[Data entries]

>> BEGIN

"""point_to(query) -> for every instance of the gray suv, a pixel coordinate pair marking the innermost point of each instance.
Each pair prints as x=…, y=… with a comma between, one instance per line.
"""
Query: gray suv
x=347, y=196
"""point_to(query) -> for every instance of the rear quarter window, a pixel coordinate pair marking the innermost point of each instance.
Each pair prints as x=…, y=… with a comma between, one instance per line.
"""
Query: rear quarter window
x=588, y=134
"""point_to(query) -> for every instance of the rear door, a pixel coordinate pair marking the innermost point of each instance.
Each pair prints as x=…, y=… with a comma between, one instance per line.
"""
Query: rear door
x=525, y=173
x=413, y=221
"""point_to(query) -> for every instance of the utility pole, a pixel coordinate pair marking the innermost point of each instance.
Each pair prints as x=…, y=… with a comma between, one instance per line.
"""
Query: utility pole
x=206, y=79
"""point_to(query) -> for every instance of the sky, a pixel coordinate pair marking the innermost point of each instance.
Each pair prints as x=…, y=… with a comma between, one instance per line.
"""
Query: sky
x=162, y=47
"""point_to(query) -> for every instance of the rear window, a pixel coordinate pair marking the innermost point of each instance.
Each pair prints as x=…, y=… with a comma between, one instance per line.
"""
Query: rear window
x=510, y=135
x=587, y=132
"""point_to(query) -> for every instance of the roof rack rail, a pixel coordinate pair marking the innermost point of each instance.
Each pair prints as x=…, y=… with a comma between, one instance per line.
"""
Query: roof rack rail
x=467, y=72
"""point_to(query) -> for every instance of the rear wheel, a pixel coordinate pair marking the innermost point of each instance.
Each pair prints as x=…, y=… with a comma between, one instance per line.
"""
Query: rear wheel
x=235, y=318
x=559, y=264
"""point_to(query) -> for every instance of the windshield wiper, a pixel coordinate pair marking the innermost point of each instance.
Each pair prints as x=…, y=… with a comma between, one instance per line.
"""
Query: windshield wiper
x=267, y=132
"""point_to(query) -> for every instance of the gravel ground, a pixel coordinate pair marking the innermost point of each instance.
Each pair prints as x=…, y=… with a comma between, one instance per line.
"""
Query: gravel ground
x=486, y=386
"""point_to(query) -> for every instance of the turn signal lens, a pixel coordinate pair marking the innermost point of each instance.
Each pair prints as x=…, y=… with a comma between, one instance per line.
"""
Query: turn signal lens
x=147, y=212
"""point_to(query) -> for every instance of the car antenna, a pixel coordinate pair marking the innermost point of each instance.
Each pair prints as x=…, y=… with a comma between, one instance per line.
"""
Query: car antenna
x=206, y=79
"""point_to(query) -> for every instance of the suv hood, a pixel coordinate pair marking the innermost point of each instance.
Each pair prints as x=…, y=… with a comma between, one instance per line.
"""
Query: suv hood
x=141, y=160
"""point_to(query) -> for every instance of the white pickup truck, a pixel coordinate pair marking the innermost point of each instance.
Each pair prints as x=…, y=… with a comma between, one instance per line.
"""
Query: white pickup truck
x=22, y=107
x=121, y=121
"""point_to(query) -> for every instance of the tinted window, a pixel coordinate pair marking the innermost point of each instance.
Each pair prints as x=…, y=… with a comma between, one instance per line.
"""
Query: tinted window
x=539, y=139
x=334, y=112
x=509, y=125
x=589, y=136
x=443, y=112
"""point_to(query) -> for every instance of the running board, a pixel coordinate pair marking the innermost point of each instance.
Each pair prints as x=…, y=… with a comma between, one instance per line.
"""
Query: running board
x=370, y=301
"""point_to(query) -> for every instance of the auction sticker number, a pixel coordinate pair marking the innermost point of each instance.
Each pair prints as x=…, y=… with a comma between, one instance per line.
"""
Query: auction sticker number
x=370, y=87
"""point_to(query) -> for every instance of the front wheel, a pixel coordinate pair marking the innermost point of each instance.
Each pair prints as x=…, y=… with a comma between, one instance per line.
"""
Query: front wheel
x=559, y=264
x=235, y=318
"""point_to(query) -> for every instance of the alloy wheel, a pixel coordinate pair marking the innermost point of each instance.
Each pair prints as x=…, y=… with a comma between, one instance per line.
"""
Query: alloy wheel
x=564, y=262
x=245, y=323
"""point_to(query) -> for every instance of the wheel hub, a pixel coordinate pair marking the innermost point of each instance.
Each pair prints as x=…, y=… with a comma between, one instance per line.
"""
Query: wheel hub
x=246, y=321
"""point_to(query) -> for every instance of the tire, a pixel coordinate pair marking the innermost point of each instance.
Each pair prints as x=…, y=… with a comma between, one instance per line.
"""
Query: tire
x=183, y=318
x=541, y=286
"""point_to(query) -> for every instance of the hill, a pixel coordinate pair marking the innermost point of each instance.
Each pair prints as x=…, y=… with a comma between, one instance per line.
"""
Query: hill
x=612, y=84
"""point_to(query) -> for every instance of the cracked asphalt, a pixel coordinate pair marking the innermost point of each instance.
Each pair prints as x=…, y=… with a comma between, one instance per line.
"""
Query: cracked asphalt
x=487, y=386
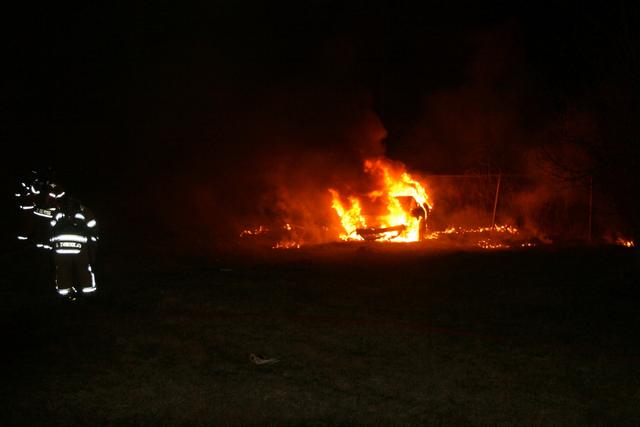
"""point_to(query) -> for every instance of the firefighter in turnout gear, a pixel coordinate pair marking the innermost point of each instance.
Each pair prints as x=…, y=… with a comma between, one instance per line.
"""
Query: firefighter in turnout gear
x=38, y=200
x=73, y=238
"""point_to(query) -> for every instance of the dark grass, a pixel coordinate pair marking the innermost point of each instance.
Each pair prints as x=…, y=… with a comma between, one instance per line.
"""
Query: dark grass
x=365, y=334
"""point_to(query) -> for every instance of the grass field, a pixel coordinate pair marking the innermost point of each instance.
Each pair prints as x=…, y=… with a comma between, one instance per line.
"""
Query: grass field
x=363, y=334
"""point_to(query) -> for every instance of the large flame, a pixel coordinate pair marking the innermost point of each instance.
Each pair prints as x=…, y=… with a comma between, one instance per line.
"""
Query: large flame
x=402, y=205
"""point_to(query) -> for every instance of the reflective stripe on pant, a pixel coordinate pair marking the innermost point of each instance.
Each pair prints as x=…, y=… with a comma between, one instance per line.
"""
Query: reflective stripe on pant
x=73, y=271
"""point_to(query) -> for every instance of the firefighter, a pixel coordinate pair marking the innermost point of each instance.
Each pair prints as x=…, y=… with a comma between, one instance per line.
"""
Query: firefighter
x=38, y=199
x=73, y=238
x=25, y=201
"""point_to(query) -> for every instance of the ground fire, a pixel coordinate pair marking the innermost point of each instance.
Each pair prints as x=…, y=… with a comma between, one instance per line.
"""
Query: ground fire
x=386, y=203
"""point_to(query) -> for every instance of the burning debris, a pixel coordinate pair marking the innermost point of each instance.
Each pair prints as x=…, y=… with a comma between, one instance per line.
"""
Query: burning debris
x=395, y=209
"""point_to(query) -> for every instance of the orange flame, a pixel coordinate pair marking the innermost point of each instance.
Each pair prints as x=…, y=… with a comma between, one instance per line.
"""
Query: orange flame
x=405, y=206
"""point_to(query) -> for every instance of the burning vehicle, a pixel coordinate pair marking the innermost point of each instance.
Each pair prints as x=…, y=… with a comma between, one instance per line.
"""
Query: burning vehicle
x=396, y=208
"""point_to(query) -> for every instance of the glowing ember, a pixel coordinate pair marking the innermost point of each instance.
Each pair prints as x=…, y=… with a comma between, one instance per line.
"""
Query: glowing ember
x=397, y=208
x=255, y=231
x=625, y=242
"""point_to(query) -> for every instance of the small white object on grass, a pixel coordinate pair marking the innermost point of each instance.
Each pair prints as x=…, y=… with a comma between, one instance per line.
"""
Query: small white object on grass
x=259, y=360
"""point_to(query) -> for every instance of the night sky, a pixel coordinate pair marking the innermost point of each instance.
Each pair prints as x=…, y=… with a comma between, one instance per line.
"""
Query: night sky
x=132, y=104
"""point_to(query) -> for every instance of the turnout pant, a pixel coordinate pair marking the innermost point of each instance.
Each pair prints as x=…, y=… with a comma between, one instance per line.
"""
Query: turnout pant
x=73, y=272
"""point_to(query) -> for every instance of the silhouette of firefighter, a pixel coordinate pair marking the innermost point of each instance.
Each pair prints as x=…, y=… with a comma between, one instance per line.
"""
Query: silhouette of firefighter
x=37, y=198
x=74, y=237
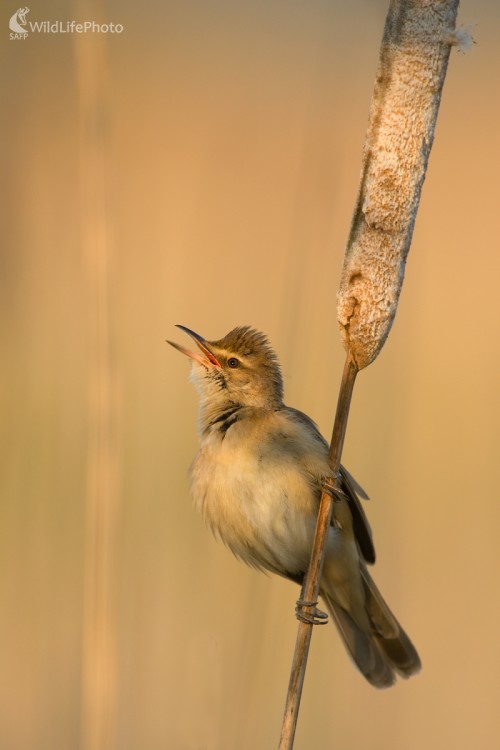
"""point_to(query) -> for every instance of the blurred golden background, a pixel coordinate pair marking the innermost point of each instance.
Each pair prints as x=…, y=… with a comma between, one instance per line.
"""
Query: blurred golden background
x=201, y=168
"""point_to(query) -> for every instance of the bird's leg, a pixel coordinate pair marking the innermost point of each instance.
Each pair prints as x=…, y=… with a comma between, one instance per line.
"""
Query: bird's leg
x=308, y=612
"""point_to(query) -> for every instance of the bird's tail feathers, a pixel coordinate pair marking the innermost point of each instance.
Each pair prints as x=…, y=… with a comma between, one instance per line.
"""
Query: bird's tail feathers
x=382, y=652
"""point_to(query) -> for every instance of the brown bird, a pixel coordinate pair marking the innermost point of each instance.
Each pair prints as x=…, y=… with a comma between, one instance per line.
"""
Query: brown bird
x=257, y=480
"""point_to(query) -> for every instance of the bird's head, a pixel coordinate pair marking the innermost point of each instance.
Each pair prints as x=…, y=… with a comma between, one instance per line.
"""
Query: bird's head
x=240, y=368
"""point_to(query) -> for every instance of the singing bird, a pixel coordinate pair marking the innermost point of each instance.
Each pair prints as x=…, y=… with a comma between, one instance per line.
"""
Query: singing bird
x=257, y=480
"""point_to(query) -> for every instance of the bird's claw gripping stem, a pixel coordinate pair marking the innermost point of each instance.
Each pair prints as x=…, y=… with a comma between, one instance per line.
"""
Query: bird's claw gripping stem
x=316, y=617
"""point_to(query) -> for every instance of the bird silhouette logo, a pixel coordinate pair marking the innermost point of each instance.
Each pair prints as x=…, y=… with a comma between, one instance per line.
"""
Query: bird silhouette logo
x=18, y=21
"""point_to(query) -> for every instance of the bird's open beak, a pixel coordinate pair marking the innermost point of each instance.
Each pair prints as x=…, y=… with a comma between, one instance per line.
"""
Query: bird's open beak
x=206, y=358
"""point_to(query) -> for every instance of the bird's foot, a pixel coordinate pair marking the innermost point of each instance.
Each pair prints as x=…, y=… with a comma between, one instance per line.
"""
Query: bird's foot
x=314, y=617
x=330, y=486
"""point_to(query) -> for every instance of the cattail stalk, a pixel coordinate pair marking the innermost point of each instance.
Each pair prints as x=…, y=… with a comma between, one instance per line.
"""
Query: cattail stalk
x=414, y=54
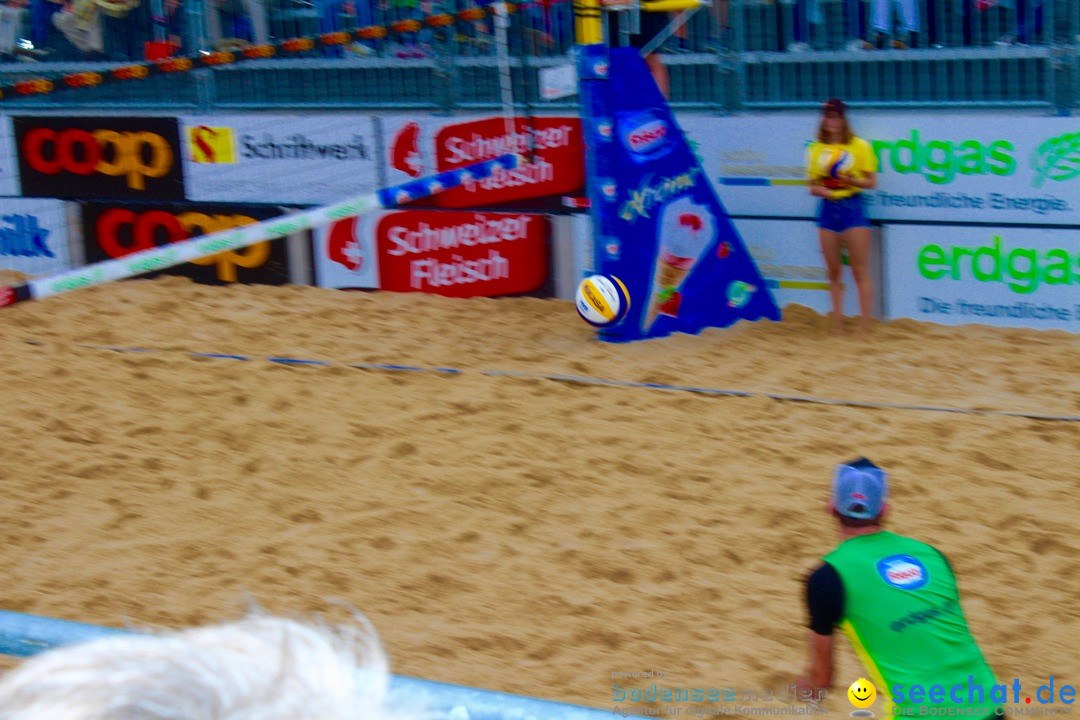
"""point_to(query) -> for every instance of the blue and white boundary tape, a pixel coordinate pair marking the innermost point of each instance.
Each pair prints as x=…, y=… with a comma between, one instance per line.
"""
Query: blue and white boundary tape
x=175, y=254
x=22, y=635
x=596, y=381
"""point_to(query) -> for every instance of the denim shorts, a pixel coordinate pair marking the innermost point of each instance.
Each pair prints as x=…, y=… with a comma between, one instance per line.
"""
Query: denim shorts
x=845, y=214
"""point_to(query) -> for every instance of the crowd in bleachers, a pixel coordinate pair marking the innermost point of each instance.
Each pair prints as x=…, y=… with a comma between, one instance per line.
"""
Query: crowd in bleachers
x=139, y=29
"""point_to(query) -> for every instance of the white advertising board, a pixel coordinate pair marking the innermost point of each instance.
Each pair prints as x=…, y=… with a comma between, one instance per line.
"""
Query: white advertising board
x=1010, y=277
x=313, y=159
x=34, y=235
x=934, y=167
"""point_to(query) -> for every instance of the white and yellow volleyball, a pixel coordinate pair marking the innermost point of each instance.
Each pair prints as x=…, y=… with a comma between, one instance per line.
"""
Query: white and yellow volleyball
x=602, y=300
x=836, y=162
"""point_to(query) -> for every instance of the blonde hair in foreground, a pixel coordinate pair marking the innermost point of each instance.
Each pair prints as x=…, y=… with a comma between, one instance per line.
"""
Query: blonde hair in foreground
x=258, y=668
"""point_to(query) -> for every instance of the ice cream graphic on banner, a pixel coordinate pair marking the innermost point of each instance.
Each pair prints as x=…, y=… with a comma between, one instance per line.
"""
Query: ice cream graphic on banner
x=659, y=226
x=686, y=230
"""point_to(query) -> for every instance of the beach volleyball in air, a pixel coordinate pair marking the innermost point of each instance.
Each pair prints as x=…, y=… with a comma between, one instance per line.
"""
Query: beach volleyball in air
x=602, y=300
x=836, y=164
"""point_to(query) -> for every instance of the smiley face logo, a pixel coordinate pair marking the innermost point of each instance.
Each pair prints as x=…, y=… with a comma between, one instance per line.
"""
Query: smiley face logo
x=862, y=693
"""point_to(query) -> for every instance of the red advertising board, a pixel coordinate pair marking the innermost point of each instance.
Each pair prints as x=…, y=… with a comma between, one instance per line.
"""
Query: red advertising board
x=556, y=163
x=462, y=255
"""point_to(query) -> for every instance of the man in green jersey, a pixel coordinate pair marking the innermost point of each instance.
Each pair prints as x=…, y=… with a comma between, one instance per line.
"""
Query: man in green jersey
x=895, y=598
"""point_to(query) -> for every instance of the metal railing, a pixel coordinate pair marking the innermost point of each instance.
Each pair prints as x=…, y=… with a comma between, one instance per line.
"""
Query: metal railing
x=732, y=54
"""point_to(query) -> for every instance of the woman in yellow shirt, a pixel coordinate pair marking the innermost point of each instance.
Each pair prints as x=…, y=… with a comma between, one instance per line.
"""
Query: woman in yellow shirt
x=840, y=166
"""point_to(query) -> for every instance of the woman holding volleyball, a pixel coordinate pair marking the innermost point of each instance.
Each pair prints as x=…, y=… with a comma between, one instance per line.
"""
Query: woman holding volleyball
x=840, y=166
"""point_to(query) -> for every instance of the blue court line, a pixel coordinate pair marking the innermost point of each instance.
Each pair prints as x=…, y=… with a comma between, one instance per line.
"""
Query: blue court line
x=597, y=381
x=757, y=181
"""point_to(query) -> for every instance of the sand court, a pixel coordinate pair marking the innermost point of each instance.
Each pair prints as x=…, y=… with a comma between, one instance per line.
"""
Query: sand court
x=518, y=533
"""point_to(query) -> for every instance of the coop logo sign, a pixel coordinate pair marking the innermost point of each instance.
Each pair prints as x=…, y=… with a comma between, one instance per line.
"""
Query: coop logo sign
x=86, y=158
x=646, y=135
x=112, y=232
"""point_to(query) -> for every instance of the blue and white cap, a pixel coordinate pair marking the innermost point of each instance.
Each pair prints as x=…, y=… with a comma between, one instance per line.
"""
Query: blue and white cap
x=860, y=489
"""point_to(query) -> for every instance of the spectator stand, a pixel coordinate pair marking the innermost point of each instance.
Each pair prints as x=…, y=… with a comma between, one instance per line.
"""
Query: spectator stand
x=440, y=54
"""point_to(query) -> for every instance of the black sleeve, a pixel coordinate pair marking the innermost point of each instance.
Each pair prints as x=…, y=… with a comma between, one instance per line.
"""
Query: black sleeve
x=824, y=599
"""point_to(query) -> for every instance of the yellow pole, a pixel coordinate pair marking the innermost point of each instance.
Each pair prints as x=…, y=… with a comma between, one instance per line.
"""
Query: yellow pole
x=588, y=29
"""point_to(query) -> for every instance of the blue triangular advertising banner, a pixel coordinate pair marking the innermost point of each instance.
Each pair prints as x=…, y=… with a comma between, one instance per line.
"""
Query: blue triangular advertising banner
x=658, y=223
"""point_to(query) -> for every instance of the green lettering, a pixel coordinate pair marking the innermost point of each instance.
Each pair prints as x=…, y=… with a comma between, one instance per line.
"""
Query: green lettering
x=346, y=211
x=957, y=254
x=999, y=152
x=932, y=255
x=939, y=160
x=971, y=161
x=1057, y=268
x=912, y=148
x=1024, y=279
x=994, y=255
x=881, y=149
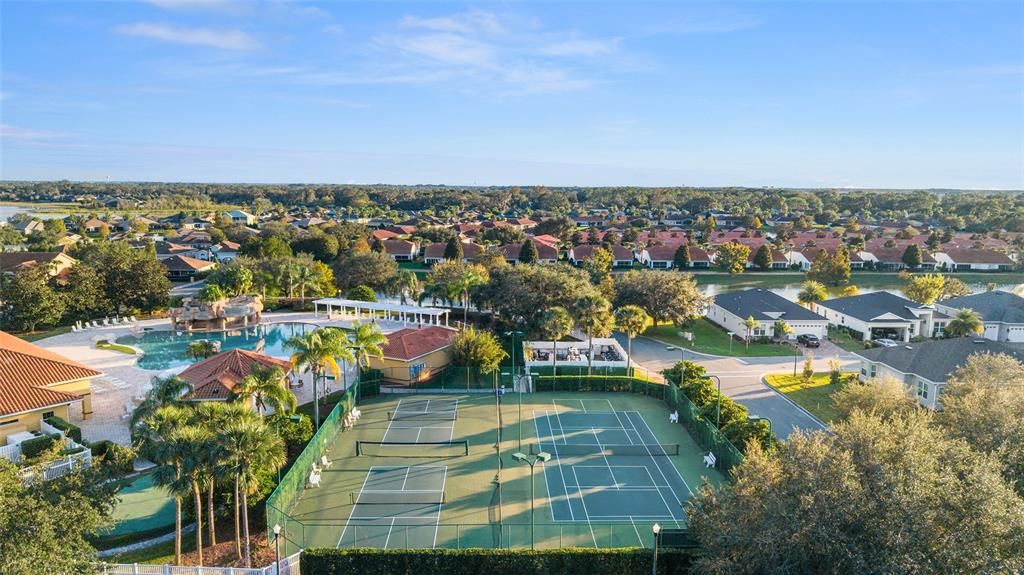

>> END

Gather every line in the records that contains the string "signal", with case counting.

"""point_to(query) -> for every instance of the turn signal lens, a pixel coordinate pair marking the innermost point of each instance.
Query: turn signal lens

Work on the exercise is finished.